Render the stretch of the items below that opens with the line containing "pinpoint the golden" and closes with the line containing "0, 53, 165, 88", both of those lines included, as a JSON list of strings with one string per line and blank lines left out.
══════════════════════════════
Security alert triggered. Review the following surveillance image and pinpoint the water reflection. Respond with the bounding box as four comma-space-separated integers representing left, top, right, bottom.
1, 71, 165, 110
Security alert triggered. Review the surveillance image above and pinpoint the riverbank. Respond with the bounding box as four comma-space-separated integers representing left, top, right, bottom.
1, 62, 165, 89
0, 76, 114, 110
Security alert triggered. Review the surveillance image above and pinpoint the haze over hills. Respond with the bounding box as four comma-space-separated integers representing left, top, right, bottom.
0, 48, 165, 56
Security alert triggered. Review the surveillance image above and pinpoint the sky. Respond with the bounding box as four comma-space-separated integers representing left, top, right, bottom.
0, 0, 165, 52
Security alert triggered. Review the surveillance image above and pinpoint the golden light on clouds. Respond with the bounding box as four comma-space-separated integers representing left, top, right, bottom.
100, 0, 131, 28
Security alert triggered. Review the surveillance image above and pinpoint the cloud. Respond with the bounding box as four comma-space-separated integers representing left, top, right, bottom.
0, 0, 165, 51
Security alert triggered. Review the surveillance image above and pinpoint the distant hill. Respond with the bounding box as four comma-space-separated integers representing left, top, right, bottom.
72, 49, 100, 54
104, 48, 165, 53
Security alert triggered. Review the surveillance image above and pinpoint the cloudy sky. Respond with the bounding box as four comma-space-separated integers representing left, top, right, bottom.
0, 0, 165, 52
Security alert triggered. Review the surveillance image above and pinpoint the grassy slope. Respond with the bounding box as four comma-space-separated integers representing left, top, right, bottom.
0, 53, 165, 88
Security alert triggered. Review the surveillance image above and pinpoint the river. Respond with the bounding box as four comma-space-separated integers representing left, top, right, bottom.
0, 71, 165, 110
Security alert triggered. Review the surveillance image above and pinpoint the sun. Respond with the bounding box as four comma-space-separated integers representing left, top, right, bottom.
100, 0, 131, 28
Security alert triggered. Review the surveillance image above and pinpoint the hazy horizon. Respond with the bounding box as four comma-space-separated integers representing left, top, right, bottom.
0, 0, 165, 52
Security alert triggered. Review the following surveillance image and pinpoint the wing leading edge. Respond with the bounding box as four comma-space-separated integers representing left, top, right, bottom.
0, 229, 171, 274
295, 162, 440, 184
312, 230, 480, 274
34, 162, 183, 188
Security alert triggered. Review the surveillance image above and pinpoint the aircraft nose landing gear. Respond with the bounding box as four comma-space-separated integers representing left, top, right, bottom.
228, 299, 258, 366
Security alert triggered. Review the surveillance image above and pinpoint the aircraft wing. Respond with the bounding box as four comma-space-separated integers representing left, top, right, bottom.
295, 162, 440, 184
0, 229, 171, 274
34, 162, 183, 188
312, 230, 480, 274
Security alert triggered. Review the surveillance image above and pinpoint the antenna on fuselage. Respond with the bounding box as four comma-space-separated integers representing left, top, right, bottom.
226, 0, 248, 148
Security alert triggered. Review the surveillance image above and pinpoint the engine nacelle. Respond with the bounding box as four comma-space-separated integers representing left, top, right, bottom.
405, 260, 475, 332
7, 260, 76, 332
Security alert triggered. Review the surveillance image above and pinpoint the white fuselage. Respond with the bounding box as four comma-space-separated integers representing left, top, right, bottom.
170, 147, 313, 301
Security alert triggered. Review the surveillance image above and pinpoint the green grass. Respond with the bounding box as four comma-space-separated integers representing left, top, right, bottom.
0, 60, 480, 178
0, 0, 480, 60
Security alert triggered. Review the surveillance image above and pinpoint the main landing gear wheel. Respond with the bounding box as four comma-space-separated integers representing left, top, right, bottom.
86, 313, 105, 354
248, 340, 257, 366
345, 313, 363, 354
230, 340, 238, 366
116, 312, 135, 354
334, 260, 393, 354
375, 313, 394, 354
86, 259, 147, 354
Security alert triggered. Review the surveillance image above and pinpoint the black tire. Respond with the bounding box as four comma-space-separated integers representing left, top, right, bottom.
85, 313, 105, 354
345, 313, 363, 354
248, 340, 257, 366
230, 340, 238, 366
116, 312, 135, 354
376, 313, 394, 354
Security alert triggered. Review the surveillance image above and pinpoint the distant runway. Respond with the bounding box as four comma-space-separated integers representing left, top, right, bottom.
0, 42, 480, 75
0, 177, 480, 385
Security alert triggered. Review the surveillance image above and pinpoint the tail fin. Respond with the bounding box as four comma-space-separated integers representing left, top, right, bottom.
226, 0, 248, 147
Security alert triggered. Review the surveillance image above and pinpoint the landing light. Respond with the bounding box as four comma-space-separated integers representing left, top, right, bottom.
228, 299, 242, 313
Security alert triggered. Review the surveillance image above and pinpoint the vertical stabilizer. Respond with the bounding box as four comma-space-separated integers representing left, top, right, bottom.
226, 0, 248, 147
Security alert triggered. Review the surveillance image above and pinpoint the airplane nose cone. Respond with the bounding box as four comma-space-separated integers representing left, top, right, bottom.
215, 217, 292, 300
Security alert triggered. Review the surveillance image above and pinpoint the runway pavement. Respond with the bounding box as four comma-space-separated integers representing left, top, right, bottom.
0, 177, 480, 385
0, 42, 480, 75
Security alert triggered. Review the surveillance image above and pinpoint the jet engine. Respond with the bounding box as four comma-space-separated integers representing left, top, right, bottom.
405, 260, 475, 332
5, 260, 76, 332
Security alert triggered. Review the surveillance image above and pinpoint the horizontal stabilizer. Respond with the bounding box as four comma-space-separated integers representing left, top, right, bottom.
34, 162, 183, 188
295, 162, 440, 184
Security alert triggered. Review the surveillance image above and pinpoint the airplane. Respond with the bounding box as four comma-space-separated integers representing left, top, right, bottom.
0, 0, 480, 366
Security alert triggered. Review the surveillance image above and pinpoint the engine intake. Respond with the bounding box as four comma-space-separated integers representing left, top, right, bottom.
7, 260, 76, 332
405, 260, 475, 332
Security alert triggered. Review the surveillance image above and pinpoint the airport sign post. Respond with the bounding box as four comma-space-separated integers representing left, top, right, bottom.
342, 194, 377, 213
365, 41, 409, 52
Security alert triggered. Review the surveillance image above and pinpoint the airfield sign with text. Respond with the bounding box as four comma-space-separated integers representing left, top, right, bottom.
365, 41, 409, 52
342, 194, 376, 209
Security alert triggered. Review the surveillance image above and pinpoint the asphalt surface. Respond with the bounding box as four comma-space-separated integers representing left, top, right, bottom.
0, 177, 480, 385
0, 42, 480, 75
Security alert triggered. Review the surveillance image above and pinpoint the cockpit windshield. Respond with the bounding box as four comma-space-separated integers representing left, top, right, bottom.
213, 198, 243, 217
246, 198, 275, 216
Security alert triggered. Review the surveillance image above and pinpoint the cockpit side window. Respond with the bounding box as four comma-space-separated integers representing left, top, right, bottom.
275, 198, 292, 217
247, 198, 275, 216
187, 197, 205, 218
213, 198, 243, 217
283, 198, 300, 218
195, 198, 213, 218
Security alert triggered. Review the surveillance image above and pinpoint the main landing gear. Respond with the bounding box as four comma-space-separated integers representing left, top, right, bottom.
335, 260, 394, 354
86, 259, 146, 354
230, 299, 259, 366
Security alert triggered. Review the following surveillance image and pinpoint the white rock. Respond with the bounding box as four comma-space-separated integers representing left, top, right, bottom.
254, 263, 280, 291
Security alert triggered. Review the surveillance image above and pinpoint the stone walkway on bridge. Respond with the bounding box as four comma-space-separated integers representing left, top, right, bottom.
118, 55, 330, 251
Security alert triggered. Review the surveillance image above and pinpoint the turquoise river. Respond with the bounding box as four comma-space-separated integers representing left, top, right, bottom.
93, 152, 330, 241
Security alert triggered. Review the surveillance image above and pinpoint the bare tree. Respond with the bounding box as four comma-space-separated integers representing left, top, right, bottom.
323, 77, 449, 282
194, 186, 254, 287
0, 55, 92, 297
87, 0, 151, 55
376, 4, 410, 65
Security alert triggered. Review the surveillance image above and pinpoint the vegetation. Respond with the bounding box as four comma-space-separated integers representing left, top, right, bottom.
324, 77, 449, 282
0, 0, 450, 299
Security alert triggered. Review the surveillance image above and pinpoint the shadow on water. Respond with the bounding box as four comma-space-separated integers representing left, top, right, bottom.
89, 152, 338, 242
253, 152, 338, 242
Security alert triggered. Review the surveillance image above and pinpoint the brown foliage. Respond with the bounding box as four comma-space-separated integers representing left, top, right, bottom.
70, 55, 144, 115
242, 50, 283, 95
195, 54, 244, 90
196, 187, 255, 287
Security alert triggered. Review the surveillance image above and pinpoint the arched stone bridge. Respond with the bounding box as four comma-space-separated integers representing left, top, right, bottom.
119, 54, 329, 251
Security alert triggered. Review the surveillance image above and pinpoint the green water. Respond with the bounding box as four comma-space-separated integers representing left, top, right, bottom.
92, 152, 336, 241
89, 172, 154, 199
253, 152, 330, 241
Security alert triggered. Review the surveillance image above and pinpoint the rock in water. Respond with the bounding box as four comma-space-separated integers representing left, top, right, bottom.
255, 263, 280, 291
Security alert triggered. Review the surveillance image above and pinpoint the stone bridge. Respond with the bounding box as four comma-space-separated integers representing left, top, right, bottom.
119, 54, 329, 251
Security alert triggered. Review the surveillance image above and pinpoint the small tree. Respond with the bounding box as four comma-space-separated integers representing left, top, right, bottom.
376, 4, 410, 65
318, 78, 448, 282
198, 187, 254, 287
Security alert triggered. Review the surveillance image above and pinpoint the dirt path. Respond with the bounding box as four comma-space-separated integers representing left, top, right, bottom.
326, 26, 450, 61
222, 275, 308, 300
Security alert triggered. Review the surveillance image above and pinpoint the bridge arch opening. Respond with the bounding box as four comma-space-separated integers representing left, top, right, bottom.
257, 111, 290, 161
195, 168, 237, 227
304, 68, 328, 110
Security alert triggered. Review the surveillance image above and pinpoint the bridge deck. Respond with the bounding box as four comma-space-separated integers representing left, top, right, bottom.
══════════════════════════════
**Expected output:**
[
  "Security alert triggered. Review the surveillance image above and pinpoint the golden light on clouds. Respond with the bounding box as four comma-space-separated integers representing left, top, right, bottom.",
  "100, 0, 131, 28",
  "Security alert triggered. Review the surveillance image above and pinpoint the cloud. Respond with the bounding box as four comma-space-separated integers representing left, top, right, bottom.",
  "0, 0, 165, 51",
  "Security alert triggered. Review the surveillance image above and pinpoint the distant hill. Respond with the bounding box as four comma-space-separated integers representing left, top, right, bottom.",
  "72, 49, 100, 54",
  "104, 48, 165, 53",
  "Security alert triggered. Review the surveillance image above and pinpoint the cloudy sky. Respond with the bounding box as four comma-space-separated integers representing left, top, right, bottom.",
  "0, 0, 165, 52",
  "Security alert triggered. Review the surveillance image above and pinpoint the grassy slope. Respond with the bounding box as four comma-space-separated integers representing left, top, right, bottom.",
  "0, 53, 165, 88"
]